-- Text provided --
----
Deep Learning agent of Starcraft2, similar to AlphaStar of DeepMind except size of network.

Overview

Introduction

This repository is for Deep Learning agent of Starcraft2. It is very similar to AlphaStar of DeepMind except size of network. I only test my code with Minigame, Simple64 map of PySC2. However, I am sure this code will work at more large scale game if network size is grown.

I am going to implement the IMPALA method soon for training the full game using RL.

Reference

  1. Download replay file(4.8.2 version file is needed): https://github.com/Blizzard/s2client-proto/tree/master/samples/replay-api
  2. Extracting observation, action from replay file: https://github.com/narhen/pysc2-replay
  3. FullyConv model of Tensorflow 1 version: https://github.com/simonmeister/pysc2-rl-agents
  4. Supervised Learning technique: https://github.com/metataro/sc2_imitation_learning/tree/8dca03e9be92e2d8297a4bc34248939af5c7ec3b

Version

Python

  1. Python3
  2. PySC2 3.0.0: https://github.com/deepmind/pysc2
  3. Tensorflow-gpu 2.3.0
  4. Tensorflow-probability 0.11.0
  5. Hickle 4.0.4
  6. Pygame 1.9.6
  7. Sklearn

Starcraft2

  1. Client 4.8.2: https://github.com/Blizzard/s2client-proto#downloads
  2. Replay 4.8.2

PC capaticy

  1. One NVIDIA Titan V
  2. 32GB RAM

Network architecture

Notice

There may be a minor error such a GPU setting, and network size. However, you can run it without major modification because I check that latest code works for Superviesed, Reinforcment Learning. It is not easy to check every part of code because it is huge.
----
-- Entries --
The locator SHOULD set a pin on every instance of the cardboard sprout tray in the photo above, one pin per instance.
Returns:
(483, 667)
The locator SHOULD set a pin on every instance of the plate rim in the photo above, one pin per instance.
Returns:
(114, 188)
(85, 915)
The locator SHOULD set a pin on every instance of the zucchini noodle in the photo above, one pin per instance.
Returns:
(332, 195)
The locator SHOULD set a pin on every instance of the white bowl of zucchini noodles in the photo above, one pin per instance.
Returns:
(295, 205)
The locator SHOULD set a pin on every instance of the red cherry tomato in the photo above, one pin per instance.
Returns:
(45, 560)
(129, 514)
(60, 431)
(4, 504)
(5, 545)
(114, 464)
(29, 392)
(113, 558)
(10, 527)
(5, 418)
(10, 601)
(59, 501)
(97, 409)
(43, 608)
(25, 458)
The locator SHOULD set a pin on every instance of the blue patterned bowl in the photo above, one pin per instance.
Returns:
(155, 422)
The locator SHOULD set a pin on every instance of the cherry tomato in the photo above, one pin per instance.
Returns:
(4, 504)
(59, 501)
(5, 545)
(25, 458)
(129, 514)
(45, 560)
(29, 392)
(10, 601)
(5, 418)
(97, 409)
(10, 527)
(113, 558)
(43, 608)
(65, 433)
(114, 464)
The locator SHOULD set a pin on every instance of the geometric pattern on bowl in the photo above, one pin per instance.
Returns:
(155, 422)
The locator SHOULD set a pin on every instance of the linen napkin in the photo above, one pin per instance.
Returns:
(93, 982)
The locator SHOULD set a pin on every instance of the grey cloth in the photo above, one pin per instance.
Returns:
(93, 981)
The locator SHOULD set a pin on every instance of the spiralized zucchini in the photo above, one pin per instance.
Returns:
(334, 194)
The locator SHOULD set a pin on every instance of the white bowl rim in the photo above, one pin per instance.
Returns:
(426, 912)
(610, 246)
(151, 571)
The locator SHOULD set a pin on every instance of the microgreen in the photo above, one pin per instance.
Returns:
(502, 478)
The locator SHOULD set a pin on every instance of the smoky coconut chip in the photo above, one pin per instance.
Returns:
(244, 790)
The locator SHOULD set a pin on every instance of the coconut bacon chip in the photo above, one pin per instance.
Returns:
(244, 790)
----
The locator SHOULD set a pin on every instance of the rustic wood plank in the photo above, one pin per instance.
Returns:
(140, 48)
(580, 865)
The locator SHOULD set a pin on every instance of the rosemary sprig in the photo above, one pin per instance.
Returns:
----
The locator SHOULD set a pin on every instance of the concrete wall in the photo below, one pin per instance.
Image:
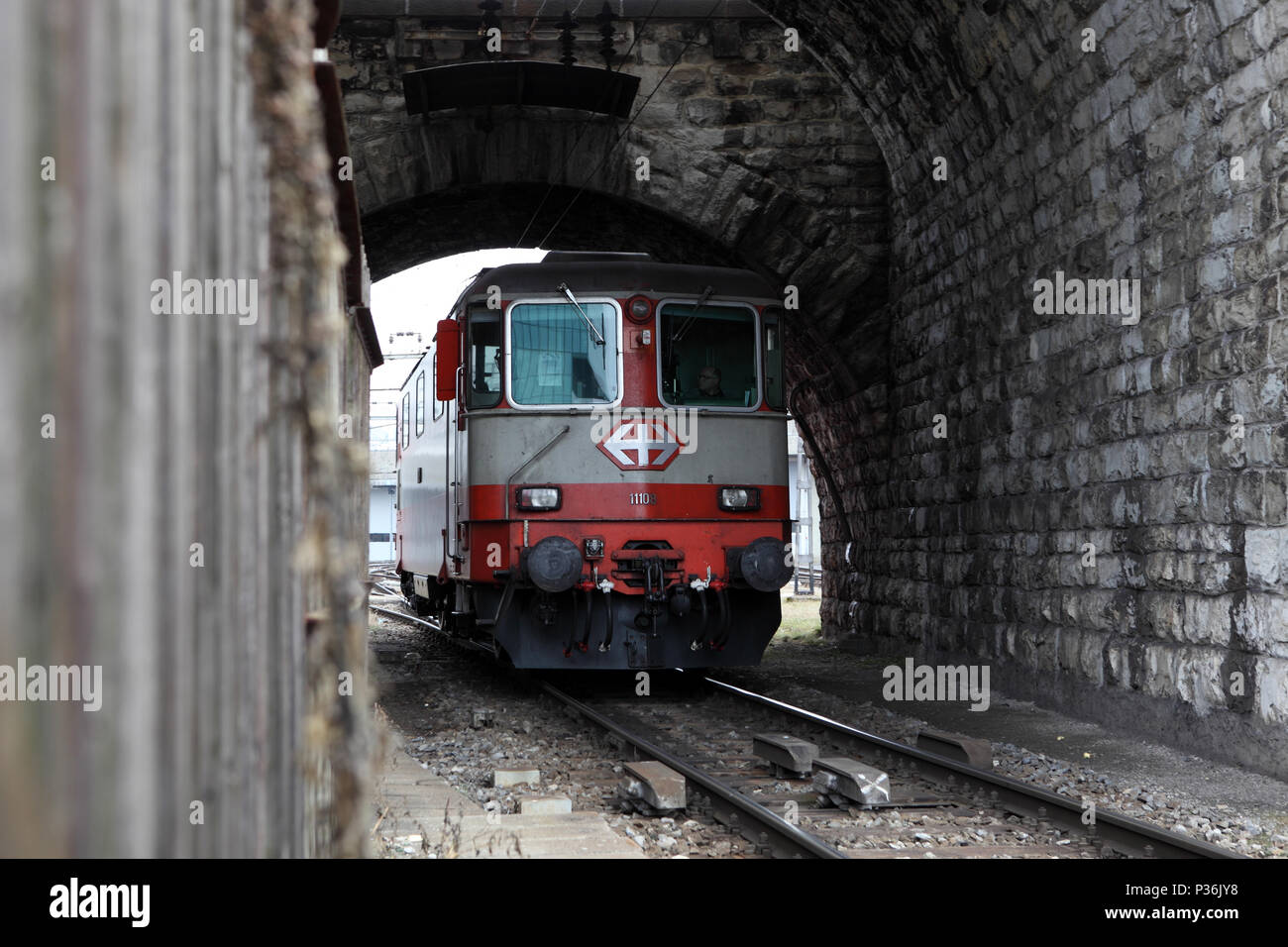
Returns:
----
-- Challenges --
1) Answer these questions using the text on the Starcraft2 deep learning agent.
(a) On which map of PySC2 was the code tested?
(b) Which version of Tensorflow-gpu is listed?
(c) How much RAM does the PC have?
2) Carry on the text about the Starcraft2 deep learning agent, starting after its final sentence.

-- Answers to each task --
1)
(a) Minigame, Simple64 map
(b) 2.3.0
(c) 32GB

2)
Supervised Learning

I can only check that model with LSTM works well in Supervised Learning. FullyConv model does not show good performance yet although it fast then LSTM model for training.

Simple64

To implement AlphaStar susuccessfully, Supervised Training is crucial. Instead of using the existing replay data to check simple network of mine, I collect amount of 1000 number of replay files in Simple64 map using only Terran, and Marine rush from two Barrack with Random race opponent.

First, change a Starcraft2 replay file to hkl file format for fast training. It will remove a step of no_op action except when it is occured at first, end of episode and 8 dividble step. You need a around 80GB disk space to convert number of around 1000 replay files to hkl. Current, I only use replay file of Terran vs Terran.

$ python trajectory_generator.py --replay_path [your path]/StarCraftII/Replays/local_Simple64/ --saving_path [your path]/pysc2_dataset/simple64

After making hkl file of replay in your workspace, try to start the Supervised Learning using below command. It will save a trained model under Models folder of your workspace.

$ python run_supervised_learning.py --workspace_path [your path]/AlphaStar_Implementation/ --model_name alphastar --training True --gpu_use True --learning_rate 0.0001 --replay_hkl_file_path [your path]/pysc2_dataset/simple64/ --environment Simple64 --model_name alphastar

You can check training progress using Tensorboard under tensorboard folder of your workspace. It will take very long time to finish training becasue of vast of observation and action space.

Below is code for evaluating trained model

python run_evaluation.py --workspace_path [your path]/AlphaStar_Implementation/ --gpu_use True --visualize True --environment Simple64 --pretrained_model supervised_model

Video of downisde is one of behavior example of trained agent.

Supervised Learning demo Click to Watch!

I only use a replay file of Terran vs Terran case. Therefore, agent only need to recognize 19 unit during game. It can make the size of model do not need to become huge. Total unit number of Starcraft 2 is over 100 in full game case. For that, we need more powerful GPU to run.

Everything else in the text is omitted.